## Short task
Repeat the records word for word, starting at their very first line and stopping after the line that contains "POLYGON ((304 223, 302".

---------- The records

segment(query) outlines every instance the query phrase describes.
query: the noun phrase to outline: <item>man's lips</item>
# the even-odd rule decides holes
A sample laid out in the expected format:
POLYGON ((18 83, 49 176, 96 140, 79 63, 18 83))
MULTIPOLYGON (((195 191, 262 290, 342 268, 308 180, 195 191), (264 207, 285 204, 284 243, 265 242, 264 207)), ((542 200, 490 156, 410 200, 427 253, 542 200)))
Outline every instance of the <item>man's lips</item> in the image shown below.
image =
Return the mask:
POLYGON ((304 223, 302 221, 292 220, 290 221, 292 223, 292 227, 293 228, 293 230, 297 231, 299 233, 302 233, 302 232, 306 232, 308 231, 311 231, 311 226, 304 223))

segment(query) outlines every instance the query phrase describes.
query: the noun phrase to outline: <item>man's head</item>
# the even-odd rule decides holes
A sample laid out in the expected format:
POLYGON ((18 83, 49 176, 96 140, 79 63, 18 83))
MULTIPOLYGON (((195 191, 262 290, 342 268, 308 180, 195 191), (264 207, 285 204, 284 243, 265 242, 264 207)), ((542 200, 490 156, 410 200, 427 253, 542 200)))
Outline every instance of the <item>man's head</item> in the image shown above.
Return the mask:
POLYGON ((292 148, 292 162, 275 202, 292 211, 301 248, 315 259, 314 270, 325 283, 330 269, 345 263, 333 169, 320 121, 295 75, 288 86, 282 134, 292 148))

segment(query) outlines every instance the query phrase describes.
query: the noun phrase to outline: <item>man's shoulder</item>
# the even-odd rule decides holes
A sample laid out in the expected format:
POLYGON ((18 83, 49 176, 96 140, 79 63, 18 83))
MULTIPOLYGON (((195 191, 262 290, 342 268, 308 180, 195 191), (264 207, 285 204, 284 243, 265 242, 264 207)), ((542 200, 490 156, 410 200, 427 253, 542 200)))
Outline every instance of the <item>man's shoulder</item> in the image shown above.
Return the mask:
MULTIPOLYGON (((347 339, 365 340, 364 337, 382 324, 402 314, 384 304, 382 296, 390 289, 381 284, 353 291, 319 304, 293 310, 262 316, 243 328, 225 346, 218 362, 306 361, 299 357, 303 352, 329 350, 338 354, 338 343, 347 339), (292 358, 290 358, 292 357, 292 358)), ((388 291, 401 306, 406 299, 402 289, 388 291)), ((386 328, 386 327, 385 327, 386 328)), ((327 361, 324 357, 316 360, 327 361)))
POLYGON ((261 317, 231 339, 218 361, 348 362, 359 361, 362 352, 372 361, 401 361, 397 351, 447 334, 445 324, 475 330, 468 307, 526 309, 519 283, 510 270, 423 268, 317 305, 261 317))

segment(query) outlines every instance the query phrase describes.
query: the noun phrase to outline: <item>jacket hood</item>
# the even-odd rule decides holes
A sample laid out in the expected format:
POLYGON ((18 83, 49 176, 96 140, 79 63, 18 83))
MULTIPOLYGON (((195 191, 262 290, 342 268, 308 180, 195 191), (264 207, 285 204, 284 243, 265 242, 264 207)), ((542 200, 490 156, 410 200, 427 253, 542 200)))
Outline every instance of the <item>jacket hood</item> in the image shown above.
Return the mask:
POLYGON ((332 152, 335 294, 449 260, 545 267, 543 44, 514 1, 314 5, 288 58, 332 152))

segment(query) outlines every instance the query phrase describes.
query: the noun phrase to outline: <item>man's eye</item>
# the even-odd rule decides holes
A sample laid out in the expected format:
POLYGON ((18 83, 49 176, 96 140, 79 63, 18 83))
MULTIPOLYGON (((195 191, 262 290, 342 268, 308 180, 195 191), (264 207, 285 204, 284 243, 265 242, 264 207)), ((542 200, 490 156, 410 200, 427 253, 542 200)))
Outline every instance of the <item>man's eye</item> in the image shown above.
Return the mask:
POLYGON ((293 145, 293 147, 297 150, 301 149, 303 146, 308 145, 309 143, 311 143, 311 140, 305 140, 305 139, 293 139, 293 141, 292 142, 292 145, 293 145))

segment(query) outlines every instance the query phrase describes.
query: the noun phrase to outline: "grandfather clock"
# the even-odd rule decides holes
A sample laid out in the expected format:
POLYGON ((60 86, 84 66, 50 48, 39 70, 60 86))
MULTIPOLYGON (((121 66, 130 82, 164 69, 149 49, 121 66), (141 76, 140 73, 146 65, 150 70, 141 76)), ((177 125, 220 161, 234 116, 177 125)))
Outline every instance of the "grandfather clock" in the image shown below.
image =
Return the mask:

--------------------

## Response to the task
segment(query) outlines every instance the query phrase describes.
query: the noun phrase to outline: <item>man's lips</item>
# the even-odd rule decides holes
A sample laid out in the expected format:
POLYGON ((18 83, 49 176, 96 140, 79 63, 18 83))
MULTIPOLYGON (((195 191, 262 290, 342 268, 308 180, 195 191), (264 207, 285 204, 284 243, 265 242, 264 207)), ((542 200, 490 156, 410 200, 427 253, 542 200)))
Outline every instance of the <item>man's lips</item> in the image shown below.
image =
Return the mask:
POLYGON ((304 223, 302 221, 292 220, 290 221, 292 223, 292 227, 293 228, 293 230, 297 231, 299 233, 302 233, 302 232, 306 232, 308 231, 311 231, 311 226, 304 223))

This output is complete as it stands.